▸ TASKS TO COMPLETE:
1. According to the Valentine's Day blog post, how long did the writer's only long-term romantic relationship last?
2. Condense the paragraph of the Valentine's Day blog post that begins "In my 27 years" into a short bulleted list of its main points.
3. Write the next part of the Valentine's Day blog post on love, picking up right after its final sentence.

Roses on bedsheets - an outlook on love, valentines day blog post


In my 27 years, I've been in one long term romantic relationship. Aside from those 2 and a half years, I've taken on the role of the single friend amongst the couples. I'm the one who likes to shout that she doesn't need a man. For someone with an obsession with love, I've been pretty cynical about it, with my feet firmly planted in the ground of I'm not going to be sad about being single, and I'd rather be alone than with somebody because I'm lonely. In other words, my attitude completely took dating off the cards. I didn't want to be somebody who relied on a relationship for happiness. I guess I didn't feel that spending the majority of my life single was evidence enough to prove I'm not reliant on relationship hopping. The thought of romance left a bitter taste in my mouth, and for someone who reads a lot of romance novels, and watches endless romcoms, I wouldn't allow for my own love stories.

▸ DATASET EXCERPTS:
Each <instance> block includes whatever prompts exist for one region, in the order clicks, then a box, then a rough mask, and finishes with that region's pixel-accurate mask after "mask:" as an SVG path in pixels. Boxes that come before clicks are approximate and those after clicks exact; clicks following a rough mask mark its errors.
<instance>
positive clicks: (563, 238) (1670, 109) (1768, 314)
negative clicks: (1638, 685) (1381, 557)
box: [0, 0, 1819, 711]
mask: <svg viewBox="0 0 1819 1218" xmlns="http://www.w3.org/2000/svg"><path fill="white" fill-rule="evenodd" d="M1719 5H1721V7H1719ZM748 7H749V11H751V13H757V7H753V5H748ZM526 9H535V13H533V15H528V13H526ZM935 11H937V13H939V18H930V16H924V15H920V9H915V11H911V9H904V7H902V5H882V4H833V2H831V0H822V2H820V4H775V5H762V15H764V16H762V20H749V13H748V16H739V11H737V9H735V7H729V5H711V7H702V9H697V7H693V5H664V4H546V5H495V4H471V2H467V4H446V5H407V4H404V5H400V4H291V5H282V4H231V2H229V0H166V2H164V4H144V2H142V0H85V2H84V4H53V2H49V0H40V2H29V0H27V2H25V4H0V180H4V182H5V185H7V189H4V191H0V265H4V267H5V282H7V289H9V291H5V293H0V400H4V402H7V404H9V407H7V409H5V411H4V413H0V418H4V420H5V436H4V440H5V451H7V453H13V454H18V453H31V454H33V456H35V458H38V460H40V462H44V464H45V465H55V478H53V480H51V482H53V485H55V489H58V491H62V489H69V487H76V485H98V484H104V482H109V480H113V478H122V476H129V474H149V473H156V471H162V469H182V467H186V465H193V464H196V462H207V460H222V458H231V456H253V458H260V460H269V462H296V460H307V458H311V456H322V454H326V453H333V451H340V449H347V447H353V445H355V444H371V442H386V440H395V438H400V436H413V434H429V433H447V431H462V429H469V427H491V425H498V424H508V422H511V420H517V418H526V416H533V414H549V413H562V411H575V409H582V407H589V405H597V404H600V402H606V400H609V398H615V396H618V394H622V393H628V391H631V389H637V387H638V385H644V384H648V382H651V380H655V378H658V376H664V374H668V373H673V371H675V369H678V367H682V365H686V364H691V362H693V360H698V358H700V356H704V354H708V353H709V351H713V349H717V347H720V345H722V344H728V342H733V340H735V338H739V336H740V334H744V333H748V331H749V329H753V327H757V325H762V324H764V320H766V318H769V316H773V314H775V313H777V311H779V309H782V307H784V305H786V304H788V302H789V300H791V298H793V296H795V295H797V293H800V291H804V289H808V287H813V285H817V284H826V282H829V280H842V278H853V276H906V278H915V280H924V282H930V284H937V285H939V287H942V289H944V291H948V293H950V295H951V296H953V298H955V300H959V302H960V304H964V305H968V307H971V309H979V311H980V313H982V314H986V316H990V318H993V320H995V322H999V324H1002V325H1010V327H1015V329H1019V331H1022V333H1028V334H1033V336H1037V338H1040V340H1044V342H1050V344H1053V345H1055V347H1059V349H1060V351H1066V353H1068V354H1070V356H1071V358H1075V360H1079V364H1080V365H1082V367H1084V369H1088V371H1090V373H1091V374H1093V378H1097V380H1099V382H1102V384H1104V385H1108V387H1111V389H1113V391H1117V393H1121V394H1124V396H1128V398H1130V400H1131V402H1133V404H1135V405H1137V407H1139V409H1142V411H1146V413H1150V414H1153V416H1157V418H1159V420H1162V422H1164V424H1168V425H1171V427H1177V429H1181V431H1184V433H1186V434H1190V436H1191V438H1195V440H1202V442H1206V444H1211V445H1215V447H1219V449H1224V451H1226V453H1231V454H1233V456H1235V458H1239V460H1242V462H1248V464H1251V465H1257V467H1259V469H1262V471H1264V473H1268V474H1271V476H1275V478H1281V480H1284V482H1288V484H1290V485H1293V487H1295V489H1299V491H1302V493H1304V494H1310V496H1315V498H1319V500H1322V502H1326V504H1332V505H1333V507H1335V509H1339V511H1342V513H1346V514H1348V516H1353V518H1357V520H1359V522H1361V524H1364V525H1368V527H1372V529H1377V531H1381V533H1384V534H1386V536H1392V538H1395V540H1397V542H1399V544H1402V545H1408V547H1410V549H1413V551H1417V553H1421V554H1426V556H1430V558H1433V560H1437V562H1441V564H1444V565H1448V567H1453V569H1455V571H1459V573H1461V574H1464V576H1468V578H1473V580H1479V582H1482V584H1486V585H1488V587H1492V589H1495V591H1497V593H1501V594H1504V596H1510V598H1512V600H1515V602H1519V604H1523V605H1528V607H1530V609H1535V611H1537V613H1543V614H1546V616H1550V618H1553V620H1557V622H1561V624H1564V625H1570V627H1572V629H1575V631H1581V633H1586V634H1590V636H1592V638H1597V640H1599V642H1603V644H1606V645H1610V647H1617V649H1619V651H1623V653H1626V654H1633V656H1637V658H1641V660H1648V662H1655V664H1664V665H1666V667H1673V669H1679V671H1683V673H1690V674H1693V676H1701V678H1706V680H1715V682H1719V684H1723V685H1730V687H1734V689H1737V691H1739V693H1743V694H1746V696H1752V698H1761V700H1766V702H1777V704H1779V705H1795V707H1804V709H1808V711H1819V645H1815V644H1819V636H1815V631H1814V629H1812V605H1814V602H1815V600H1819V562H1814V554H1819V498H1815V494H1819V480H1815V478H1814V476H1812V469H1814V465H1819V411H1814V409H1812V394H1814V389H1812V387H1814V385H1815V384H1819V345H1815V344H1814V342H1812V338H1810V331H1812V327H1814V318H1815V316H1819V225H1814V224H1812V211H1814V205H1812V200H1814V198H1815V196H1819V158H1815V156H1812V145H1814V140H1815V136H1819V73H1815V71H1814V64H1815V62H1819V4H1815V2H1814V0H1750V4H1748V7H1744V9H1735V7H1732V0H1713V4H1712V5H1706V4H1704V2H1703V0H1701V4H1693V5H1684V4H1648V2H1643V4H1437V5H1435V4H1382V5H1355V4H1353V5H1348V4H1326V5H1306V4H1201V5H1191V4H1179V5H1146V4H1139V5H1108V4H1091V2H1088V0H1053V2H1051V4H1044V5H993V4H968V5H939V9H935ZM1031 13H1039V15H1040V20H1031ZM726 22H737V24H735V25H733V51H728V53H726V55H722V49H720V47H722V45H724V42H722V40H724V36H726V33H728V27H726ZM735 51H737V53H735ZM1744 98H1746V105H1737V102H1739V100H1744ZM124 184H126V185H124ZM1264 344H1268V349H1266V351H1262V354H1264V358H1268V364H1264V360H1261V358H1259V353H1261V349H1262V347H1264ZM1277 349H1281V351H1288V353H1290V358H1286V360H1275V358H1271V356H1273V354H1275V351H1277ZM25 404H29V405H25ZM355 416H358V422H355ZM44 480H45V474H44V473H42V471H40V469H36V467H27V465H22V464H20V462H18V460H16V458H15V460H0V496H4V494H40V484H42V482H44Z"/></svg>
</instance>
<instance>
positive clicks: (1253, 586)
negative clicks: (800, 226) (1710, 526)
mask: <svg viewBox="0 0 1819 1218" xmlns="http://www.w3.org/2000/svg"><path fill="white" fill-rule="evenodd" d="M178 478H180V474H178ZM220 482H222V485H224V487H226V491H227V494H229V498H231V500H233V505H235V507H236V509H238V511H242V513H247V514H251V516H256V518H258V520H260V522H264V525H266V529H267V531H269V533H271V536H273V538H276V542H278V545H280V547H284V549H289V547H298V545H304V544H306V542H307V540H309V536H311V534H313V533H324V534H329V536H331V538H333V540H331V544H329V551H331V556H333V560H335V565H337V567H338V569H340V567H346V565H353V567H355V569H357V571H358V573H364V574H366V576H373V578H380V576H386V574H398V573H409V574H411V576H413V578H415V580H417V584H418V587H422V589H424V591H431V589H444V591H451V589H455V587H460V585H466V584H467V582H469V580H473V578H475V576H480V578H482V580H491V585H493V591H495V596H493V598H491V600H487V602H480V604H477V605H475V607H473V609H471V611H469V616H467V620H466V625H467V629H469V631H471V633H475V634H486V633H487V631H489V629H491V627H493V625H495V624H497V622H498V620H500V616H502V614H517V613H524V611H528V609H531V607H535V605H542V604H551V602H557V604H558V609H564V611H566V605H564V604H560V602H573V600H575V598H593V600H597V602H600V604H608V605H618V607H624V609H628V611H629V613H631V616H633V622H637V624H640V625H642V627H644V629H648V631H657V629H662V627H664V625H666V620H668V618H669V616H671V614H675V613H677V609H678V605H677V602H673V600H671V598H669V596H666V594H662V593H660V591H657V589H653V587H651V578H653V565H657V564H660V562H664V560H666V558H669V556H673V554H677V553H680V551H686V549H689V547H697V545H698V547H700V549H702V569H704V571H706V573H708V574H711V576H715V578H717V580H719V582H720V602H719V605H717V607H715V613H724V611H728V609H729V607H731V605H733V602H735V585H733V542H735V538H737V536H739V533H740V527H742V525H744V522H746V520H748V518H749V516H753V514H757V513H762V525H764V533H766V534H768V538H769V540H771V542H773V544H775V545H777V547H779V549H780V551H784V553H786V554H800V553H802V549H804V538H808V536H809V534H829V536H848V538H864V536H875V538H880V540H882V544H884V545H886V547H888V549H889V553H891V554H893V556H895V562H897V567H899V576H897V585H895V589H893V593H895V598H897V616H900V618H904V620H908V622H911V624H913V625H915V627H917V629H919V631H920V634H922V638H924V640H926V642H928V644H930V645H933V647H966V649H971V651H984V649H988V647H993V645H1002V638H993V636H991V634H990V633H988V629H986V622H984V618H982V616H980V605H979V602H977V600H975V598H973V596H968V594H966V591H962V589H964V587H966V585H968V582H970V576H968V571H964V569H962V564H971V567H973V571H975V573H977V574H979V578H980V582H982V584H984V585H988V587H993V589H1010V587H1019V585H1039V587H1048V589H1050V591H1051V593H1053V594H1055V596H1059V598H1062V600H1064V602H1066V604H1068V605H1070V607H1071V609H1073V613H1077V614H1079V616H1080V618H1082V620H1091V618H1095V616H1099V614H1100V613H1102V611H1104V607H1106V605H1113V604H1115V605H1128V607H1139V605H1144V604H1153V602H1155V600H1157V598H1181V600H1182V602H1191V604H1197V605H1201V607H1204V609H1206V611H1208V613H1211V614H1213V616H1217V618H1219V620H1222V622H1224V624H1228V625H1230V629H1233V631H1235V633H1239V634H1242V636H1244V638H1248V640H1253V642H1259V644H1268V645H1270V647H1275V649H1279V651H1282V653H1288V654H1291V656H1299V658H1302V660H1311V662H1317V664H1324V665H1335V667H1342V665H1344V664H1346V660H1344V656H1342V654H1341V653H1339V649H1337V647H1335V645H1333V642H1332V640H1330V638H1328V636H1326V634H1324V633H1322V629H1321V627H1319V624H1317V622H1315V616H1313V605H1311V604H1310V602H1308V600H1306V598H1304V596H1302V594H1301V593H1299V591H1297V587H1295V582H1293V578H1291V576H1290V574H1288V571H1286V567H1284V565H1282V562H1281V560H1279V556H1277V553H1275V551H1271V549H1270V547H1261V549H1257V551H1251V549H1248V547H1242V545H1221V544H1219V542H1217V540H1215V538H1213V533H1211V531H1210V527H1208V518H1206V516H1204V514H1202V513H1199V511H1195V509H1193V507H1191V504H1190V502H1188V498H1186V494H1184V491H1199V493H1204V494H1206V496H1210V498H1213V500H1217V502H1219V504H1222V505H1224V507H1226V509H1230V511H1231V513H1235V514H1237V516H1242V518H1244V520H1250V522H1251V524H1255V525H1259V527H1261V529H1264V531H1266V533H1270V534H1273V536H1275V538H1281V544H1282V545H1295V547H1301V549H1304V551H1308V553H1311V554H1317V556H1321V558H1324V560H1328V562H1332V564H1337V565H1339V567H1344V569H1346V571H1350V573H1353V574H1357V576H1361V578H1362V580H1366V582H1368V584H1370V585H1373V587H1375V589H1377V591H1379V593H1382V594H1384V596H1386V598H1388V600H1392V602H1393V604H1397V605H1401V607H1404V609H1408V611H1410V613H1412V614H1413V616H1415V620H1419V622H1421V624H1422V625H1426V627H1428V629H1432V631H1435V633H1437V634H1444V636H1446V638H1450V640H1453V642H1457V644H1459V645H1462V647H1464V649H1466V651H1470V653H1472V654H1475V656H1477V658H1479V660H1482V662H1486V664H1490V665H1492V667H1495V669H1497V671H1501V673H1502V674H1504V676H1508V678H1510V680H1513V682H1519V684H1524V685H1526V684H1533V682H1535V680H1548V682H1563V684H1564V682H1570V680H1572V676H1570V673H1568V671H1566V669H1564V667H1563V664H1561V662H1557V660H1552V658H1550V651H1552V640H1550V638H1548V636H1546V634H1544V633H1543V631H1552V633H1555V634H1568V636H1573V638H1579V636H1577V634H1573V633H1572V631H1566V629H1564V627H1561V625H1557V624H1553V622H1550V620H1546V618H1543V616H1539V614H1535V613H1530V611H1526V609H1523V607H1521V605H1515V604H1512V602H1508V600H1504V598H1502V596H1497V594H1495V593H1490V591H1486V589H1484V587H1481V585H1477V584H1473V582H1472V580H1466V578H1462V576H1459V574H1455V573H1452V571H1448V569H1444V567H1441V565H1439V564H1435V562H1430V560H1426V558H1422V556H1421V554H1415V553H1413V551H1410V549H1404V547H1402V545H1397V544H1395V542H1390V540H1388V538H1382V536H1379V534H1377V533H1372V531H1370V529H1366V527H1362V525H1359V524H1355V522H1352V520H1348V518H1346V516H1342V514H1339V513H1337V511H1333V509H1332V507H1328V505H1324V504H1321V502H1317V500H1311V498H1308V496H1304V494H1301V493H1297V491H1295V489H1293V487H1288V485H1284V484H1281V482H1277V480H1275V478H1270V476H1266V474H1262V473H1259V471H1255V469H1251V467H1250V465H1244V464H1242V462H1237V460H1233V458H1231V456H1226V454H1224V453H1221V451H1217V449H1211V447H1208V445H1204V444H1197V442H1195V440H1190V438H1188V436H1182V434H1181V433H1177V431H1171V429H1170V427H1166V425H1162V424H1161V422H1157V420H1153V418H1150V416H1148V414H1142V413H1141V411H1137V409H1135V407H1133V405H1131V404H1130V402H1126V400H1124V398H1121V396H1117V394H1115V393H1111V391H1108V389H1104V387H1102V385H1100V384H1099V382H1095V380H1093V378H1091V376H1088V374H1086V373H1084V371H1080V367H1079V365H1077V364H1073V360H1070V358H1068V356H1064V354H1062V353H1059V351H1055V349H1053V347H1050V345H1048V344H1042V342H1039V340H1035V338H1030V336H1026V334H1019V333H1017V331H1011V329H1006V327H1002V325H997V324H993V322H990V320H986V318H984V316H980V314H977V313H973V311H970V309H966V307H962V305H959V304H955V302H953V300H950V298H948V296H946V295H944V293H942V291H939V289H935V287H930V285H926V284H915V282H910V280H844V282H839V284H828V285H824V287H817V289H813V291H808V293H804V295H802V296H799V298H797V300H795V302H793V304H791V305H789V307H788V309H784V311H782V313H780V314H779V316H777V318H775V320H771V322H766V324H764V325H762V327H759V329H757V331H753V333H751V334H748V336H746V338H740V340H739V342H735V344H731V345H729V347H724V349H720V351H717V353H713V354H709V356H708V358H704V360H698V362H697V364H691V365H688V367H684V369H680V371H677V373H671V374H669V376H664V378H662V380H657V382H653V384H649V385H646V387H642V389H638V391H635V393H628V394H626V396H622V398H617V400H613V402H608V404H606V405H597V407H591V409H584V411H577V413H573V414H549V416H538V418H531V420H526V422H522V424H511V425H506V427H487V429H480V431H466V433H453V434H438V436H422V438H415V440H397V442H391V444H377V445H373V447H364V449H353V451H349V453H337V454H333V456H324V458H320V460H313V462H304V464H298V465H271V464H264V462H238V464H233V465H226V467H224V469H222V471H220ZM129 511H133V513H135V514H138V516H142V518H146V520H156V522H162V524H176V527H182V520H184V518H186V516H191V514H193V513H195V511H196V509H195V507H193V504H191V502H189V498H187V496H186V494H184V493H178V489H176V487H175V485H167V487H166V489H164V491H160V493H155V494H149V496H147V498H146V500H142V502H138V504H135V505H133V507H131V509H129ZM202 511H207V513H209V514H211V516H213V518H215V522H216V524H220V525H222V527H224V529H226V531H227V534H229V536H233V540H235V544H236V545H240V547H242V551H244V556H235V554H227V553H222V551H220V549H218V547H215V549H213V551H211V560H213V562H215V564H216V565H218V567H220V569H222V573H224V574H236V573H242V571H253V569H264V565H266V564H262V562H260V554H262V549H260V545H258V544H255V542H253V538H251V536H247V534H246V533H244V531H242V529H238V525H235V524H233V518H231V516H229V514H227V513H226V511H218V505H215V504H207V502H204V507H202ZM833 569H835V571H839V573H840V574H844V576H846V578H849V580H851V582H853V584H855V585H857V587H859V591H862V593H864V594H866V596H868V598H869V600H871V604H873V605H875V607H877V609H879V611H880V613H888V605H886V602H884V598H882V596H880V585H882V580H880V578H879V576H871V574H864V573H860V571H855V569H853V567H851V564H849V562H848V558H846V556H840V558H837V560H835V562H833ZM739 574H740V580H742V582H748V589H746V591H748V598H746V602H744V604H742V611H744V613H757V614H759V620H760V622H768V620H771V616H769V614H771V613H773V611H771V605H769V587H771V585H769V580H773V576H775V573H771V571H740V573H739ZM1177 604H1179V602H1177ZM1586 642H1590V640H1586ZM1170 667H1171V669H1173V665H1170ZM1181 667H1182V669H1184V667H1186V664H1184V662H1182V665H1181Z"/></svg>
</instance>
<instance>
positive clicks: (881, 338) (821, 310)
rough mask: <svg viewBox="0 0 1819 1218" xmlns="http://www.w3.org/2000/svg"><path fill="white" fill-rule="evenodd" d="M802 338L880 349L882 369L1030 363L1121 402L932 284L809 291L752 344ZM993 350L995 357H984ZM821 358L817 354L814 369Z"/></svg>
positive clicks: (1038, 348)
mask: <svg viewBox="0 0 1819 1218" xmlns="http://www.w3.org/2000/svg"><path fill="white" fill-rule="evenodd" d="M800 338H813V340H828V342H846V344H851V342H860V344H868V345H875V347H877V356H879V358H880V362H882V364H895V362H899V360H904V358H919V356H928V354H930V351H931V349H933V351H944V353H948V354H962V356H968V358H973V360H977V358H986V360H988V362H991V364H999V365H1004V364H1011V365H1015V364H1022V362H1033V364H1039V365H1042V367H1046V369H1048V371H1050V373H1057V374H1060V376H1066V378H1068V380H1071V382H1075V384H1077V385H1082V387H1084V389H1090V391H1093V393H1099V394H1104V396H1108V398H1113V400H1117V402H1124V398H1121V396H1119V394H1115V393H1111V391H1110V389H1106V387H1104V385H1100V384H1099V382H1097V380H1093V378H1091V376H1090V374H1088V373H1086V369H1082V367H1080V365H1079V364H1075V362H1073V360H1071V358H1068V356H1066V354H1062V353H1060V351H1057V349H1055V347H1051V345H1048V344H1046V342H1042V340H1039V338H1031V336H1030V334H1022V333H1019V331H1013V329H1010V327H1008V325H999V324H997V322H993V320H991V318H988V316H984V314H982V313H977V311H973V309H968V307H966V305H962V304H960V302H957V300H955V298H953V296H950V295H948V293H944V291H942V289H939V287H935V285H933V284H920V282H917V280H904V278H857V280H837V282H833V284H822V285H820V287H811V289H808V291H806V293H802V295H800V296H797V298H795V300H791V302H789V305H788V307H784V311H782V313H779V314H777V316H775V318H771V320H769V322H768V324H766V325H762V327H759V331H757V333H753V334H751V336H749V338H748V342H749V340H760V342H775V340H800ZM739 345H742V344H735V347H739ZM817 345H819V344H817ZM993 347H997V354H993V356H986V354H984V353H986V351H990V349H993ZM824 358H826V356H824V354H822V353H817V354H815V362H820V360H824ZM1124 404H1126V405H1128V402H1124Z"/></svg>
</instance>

▸ SOLVED PROBLEMS:
1. Two and a half years.

2.
- In 27 years, the writer has had one long-term relationship, lasting two and a half years.
- The rest of the time, the writer has been the single friend among couples and likes to shout that she doesn't need a man.
- Despite an obsession with love, the writer has been cynical about it and refused to be sad about being single or to date out of loneliness.
- This attitude took dating off the cards, because the writer didn't want to rely on a relationship for happiness.
- Years of being single didn't feel like enough proof of not relying on relationship hopping.
- Romance left a bitter taste. Though the writer reads romance novels and watches romcoms, the writer wouldn't allow for any love stories of their own.

3.
I'd written a narrative for myself which ultimately left me alone because I somehow got the impression there's was a weakness in wanting to spend your life with another person. And this rule I made up, applied to nobody other than myself. I didn't think badly of friends in relationships, although occasionally I might feel a little jealous pop-up. I didn't judge people based on their partner and they didn't lose their personality or become half of a person when they were coupled up.


Something has switched in my mind recently; I realised the way I've been looking at love is ensuring I'm alone through fear. A fear that dating will impact who I am, that I'll become weakened if I'm open to feeling.

It's time I go back, erase some of what I decided, and brave being open to romance. Nobody actually wants to go to bed alone, and people seem to glow when they fall in love. I miss the childlike butterflies of first kisses and the possibilities of where another person can take you.

When two people are in love, they don't take from each other, they compliment each other, enhance their lives.

I might not find the love of my life anytime soon, but I think it's time I drew in my claws and realised there's no weakness in wanting more, in wanting somebody. And if it all goes to shit, maybe I'll end up with some funny date anecdotes along the way.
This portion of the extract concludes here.